— start EXCERPTED TEXT —

Take a walk with Steve Tobin through his Roots sculptures, and prepare to see each installation in a whole new light.
Artist Steve Tobin generally doesn’t name his work. He has a few broad descriptors, a set of steel sculptures dubbed the “walking roots,” and another “dancing roots,” for example. But he prefers viewers derive their own interpretations.
“The less I have to title pieces, the less they have to read about my process, then the more they have a blank canvas of experience to write their own reaction and responses and what they learned, and not have to study what the artist intended,” he says. (There’s one notable exception, a pair of sculptures entitled Romeo and Juliet, for obvious reasons.)
Steve Tobin: Nature Underground debuted at the Garden on October 1, an outdoor sculpture exhibit spanning the display gardens and celebrating unseen forces of nature. It is comprised primarily of Tobin’s renowned root sculptures — a set of bronze ones cast using actual tree roots and more figurative steel ones, graceful, towering figures sculpted from recycled pipes.
He aims to “decontextualize” nature — to take it out of its element, allowing viewers to “see it again for the first time.” With that objective in mind, Tobin offers suggestions on how to best experience his work.
“Every moment,” he says, “is different from every other moment … I encourage you to come back multiple times, and look at the same pieces from the same position because with the different light and the different angle of the sun, the piece will be different.”
He designs the Steelroots with shadows in mind, and the patterns on the ground are as much a part of the piece as those embedded in the sculpture itself.
“Also, in the Steelroots, they are more, to me, about the negative space,” he says. “You see the object — the metal — but it’s the negative space that’s the content.”
Consider, he explains, how the Steelroots might appear in a city compared to a garden. The sculptures’ surroundings become its content. Steel pillars dissect the space around them, creating “landscape paintings,” sections of foliage or sky or groundcover framed by richly colored metal. The pictures change as your relationship to the sculpture changes — stand right next to it, you’ll see one set of “paintings;” stand at a distance, and the images will shift.

— end EXCERPTED TEXT —
— start STORED RECORDS —

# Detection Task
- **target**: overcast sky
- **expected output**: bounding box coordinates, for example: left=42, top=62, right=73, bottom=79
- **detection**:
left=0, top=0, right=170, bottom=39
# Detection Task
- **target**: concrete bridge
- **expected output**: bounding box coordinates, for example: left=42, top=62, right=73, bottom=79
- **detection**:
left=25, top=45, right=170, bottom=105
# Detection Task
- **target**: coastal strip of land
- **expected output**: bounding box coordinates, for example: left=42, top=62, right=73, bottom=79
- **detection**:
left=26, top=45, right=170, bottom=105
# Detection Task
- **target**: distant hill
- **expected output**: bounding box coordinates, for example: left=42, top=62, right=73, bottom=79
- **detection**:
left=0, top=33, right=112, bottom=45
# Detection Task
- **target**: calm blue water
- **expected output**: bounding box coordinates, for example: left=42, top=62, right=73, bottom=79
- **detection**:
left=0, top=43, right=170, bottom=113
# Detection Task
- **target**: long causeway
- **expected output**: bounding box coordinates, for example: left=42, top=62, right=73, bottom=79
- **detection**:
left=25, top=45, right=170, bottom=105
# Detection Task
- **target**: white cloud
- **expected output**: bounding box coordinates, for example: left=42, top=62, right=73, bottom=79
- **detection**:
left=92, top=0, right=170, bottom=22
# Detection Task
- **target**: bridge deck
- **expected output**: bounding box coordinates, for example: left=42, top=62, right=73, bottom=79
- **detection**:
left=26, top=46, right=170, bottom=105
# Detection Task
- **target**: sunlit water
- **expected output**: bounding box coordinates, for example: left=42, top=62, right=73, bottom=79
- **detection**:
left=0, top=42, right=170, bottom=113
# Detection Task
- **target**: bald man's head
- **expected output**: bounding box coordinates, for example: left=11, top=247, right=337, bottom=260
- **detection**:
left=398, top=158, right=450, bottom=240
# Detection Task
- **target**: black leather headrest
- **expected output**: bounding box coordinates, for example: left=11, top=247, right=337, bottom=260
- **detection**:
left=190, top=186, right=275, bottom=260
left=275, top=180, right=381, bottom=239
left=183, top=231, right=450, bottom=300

— end STORED RECORDS —

- [REQUIREMENT 1] In the article on Steve Tobin's root sculptures, what material are the steel figures sculpted from?
- [REQUIREMENT 2] Continue the article on Steve Tobin's root sculptures from its last paragraph.

- [EXPECTED OUTPUT 1] Recycled pipes.

- [EXPECTED OUTPUT 2]
When you approach the steel, notice the textures. Tobin works with recycled steel pipes.
“They have the texture of the history they’ve lived,” he says. The pockmarks and the divots are not imperfections; they are stories.
The Bronze Roots, which predate his steel ones, capture the structures as they actually appear underground — every fissure and knob and twist and turn sealed in bronze. How do you feel standing beside these unearthed giants?
“I know how they are going to look; I have control over all my mediums now. But I don’t know how they are going to feel.”
Nature Underground includes two additional works that offer a sense of the artist’s vast range (he’s worked in multiple mediums, including glass, clay and canvas). The first is an artistic rendering of a collection that’s important in our Garden: bamboo. Tobin says to listen for the sound the wind makes as it moves through the piece. The second is from his newest series — a set of clouds cast from polished stainless steel. This exhibition, in fact, is his first public showing of one of these works.
“I’m always trying to capture nature in a different way, and I’ve been wanting to make clouds for 30 years,” he says. “I’ve tried bronze and glass, and I finally am very happy with using mirror polished stainless steel, which is something I’ve never done — I don’t do things that are sleek and shiny. But if you have them outside, they bring the clouds and the blue sky down to the ground, and the surroundings go into the clouds. As our dreams do.”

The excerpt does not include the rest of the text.